Exercise description>
Output the records exactly as they appear, with no pictures included.
★ ★ ★ ★ ★ ★ ★
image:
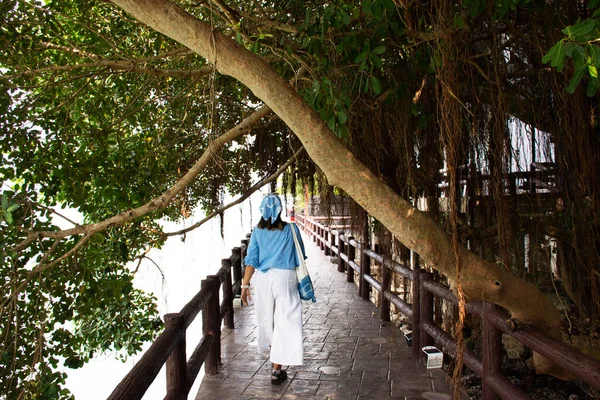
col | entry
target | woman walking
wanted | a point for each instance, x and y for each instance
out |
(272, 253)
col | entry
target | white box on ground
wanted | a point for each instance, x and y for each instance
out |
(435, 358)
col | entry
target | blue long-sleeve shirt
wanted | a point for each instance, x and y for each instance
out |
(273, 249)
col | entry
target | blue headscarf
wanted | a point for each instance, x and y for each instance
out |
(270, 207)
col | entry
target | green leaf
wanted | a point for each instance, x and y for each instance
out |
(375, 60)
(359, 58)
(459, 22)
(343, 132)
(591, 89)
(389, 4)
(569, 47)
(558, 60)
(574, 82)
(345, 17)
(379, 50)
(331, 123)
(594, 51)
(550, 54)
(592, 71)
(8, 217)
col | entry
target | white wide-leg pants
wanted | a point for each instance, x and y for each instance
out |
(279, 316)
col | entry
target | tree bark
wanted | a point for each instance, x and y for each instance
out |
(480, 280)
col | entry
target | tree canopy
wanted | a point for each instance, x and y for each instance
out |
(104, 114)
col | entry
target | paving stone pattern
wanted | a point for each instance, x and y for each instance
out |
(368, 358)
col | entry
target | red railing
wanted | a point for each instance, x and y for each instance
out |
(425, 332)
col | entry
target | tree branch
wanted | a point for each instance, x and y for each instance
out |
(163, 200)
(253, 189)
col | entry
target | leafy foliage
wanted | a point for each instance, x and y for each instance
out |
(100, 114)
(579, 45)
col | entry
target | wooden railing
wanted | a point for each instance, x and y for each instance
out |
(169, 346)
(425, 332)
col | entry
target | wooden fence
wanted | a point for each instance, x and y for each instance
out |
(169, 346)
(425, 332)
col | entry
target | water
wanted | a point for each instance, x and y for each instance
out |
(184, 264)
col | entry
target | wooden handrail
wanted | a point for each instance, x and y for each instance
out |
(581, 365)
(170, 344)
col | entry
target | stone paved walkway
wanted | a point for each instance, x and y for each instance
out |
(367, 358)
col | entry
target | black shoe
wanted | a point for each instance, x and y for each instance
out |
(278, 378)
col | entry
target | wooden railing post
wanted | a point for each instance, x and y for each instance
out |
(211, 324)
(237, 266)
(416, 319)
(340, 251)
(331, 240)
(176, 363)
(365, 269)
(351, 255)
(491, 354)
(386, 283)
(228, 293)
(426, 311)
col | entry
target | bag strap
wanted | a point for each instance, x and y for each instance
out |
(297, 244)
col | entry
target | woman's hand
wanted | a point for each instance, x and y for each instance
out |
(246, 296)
★ ★ ★ ★ ★ ★ ★
Answer to the problem>
image:
col | entry
target | woman walking
wanted | a point for each instance, x and y for each instance
out |
(272, 253)
col | entry
target | white box on ground
wanted | a point for each instance, x and y for each instance
out |
(435, 358)
col | entry
target | blue long-sleeve shirt
wanted | a point for each instance, x and y for each instance
out |
(273, 249)
col | entry
target | blue headscarf
wanted | a point for each instance, x and y for each instance
out |
(270, 207)
col | entry
target | green leaf
wanted | a point for each instance, x and y for each instance
out |
(375, 60)
(359, 58)
(459, 22)
(343, 132)
(591, 89)
(389, 4)
(569, 47)
(558, 60)
(574, 82)
(345, 17)
(379, 50)
(331, 123)
(594, 51)
(550, 54)
(592, 71)
(8, 217)
col | entry
target | white wide-leg pants
wanted | a point for each instance, x and y for each instance
out |
(279, 316)
col | entry
target | tree bark
wanted | a point for each instance, x and y for each instance
out |
(480, 280)
col | entry
target | tree canopy
wanted | a point for each instance, x and y for each instance
out |
(104, 114)
col | entry
target | paving stone pattern
wanted | a point for each instance, x and y for each instance
out |
(368, 358)
col | entry
target | red railing
wanted | a point for each instance, x and y for each instance
out |
(425, 332)
col | entry
target | tree branch
wanted | a point for each instance, x and y for each instance
out |
(163, 200)
(253, 189)
col | entry
target | leafy foliage
wanted | a point for each instance, x and y for each instance
out |
(100, 114)
(579, 45)
col | entry
target | wooden railing
wanted | a point for each instance, x and y for each instance
out |
(169, 346)
(425, 332)
col | entry
target | wooden fence
wanted | a point for each instance, x and y for each instance
out |
(169, 346)
(425, 332)
col | entry
target | water
wanted | a point for each instance, x and y for each instance
out |
(184, 264)
col | entry
target | wooden handrail
wanted | a point for each instance, x and y for each instance
out |
(581, 365)
(170, 344)
col | entry
target | stone paved walkway
wanted | a point for each instance, x and y for each instance
out |
(367, 358)
col | entry
target | black shoe
wanted | a point for each instance, x and y for each instance
out |
(278, 378)
col | entry
target | wooden railing post
wanted | a point for each instance, x and y for each instance
out |
(211, 324)
(237, 266)
(416, 319)
(340, 251)
(331, 240)
(176, 363)
(365, 269)
(351, 255)
(491, 354)
(386, 283)
(228, 293)
(426, 311)
col | entry
target | bag strap
wanted | a point for each instance, x and y for each instance
out |
(297, 244)
col | entry
target | woman's hand
wanted | a point for each instance, x and y for each instance
out |
(246, 296)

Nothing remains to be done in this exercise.